EXERCISE DIRECTIONS: Lines from the one containing "Set a pin on every instance of the ocean" through the end of the entries below: set them down exactly, both ends included, with nothing added.

PROVIDED RECORDS:
BEGIN

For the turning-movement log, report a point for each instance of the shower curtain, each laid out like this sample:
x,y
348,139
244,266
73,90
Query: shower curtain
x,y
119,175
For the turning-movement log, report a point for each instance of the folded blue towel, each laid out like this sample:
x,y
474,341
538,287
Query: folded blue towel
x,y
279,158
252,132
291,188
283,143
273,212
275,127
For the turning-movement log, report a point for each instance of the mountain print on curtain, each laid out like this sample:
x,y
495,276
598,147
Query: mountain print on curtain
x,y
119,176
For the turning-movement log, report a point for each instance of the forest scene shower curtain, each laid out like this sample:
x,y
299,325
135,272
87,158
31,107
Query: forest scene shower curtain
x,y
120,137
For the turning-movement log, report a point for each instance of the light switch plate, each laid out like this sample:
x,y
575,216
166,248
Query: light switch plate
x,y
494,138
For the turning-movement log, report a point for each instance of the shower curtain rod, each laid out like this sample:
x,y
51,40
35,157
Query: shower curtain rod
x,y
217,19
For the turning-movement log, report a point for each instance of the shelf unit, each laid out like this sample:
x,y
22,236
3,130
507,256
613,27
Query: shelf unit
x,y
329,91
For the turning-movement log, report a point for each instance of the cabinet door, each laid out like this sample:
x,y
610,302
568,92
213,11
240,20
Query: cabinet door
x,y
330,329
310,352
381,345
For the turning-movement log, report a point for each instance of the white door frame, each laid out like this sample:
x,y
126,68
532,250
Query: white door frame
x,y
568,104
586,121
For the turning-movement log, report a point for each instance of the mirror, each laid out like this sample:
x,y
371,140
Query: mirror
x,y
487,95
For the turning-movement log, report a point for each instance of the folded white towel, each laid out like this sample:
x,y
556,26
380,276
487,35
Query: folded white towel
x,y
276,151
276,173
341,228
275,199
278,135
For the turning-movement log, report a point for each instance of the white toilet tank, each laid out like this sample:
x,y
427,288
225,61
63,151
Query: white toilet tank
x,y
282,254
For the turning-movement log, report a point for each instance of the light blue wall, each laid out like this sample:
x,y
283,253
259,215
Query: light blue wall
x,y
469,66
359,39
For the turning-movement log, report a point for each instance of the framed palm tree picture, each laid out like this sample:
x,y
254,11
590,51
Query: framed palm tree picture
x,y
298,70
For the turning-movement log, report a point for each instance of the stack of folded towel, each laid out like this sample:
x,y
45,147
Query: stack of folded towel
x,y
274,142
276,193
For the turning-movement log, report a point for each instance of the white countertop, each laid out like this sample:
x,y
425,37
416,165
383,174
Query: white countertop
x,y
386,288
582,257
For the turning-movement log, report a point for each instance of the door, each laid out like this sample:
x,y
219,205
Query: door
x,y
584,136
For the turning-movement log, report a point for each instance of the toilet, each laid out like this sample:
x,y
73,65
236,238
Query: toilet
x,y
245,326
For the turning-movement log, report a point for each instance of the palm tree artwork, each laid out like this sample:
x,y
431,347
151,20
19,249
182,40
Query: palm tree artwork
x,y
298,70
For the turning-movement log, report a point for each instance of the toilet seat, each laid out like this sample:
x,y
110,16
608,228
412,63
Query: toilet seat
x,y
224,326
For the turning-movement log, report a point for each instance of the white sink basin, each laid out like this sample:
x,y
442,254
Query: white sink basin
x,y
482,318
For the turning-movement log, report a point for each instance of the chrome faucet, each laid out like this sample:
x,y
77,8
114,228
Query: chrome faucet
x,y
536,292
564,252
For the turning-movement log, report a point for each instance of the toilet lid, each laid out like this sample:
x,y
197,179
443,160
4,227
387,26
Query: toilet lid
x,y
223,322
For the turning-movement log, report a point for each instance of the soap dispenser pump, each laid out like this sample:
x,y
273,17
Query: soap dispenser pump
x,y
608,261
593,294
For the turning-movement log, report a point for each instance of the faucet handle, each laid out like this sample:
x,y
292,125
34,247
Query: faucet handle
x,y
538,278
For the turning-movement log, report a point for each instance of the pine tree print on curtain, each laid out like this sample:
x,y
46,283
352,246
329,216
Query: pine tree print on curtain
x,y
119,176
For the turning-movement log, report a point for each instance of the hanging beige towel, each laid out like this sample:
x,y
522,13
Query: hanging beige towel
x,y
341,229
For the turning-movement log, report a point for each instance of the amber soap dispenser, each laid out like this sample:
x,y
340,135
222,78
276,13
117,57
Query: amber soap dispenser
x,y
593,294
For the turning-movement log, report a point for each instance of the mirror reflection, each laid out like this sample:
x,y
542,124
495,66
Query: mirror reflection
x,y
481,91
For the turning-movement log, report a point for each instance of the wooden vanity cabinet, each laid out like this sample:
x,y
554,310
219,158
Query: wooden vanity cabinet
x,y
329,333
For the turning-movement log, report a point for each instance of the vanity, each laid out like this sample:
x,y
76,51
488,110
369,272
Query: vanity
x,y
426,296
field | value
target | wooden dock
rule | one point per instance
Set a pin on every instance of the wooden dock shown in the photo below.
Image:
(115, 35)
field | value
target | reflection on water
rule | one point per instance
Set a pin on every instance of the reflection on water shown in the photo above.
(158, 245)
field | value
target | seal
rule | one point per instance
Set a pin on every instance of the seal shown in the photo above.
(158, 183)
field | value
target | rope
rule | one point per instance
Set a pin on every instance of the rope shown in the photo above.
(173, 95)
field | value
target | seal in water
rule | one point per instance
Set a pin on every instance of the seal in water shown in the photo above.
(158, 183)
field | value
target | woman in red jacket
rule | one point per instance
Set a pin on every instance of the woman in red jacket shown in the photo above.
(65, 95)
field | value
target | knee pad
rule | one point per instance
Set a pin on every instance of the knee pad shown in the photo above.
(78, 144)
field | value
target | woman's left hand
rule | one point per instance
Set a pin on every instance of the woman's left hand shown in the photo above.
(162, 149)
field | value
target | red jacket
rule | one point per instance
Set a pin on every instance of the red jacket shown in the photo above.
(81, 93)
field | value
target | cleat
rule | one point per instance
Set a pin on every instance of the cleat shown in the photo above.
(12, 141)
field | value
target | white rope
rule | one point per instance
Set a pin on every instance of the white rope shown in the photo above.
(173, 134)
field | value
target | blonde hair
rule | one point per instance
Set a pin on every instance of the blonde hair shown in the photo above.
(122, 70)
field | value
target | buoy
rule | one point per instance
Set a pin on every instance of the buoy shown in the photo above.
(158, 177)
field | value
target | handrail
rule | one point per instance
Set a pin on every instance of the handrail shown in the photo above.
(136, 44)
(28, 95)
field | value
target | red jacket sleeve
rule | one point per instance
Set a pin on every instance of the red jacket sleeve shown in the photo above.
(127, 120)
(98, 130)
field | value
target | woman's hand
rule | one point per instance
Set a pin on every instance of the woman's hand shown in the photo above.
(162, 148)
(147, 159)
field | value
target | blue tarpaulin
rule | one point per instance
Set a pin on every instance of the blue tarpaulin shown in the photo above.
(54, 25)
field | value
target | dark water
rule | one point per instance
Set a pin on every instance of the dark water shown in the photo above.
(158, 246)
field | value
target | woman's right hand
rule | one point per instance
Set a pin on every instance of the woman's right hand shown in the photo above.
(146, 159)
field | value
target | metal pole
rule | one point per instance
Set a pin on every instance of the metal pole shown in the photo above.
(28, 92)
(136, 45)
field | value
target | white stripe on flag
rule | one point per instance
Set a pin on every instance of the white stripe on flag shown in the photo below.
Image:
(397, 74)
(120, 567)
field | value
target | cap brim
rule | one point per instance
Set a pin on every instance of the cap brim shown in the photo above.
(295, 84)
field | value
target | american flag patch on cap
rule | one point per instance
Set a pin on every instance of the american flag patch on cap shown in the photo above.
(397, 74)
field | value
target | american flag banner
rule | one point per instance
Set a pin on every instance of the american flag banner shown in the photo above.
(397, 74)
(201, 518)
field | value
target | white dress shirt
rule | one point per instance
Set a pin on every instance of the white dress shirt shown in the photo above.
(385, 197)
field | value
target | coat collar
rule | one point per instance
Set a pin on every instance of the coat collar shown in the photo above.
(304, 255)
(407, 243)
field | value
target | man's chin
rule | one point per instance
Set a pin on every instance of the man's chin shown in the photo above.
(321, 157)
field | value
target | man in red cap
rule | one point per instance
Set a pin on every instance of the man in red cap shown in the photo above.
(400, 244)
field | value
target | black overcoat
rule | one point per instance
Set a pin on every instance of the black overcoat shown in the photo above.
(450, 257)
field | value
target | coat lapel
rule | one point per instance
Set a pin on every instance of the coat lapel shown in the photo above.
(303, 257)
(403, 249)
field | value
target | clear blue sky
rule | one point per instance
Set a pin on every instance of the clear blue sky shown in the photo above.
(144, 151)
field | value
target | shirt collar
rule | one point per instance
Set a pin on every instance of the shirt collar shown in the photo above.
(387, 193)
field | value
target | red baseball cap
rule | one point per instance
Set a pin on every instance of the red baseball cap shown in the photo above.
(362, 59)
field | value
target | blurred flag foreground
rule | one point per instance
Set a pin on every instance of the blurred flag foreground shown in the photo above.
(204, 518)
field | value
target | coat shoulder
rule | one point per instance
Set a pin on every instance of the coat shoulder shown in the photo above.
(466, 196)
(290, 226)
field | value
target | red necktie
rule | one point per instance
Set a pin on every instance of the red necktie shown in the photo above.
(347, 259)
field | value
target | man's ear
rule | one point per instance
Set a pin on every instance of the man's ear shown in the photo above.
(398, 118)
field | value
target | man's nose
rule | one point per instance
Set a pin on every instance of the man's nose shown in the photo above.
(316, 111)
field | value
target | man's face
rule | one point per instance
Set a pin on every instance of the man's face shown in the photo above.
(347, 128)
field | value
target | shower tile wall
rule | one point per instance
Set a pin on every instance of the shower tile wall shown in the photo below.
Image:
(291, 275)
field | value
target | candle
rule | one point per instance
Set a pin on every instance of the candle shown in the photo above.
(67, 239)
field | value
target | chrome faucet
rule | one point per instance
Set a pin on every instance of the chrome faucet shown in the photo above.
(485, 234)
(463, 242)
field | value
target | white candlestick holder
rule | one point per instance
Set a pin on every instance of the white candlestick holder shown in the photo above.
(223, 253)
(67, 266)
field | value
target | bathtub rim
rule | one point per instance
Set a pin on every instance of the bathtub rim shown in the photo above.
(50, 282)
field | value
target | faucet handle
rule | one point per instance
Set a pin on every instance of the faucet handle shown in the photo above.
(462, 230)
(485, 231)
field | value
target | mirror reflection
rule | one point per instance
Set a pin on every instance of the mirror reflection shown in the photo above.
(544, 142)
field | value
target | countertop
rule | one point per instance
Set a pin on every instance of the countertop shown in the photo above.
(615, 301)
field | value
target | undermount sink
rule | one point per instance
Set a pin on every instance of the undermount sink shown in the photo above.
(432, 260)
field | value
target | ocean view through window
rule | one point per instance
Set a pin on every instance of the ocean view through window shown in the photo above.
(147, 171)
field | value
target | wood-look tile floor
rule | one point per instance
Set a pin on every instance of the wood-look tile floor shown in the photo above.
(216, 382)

END

REPLY TO THE EXERCISE:
Set a pin on every instance of the ocean view through window shown in the photo above.
(147, 171)
field | value
target | wood-look tile floor
rule | one point per instance
Set a pin on every instance of the wood-look tile floor shown in the photo above.
(216, 382)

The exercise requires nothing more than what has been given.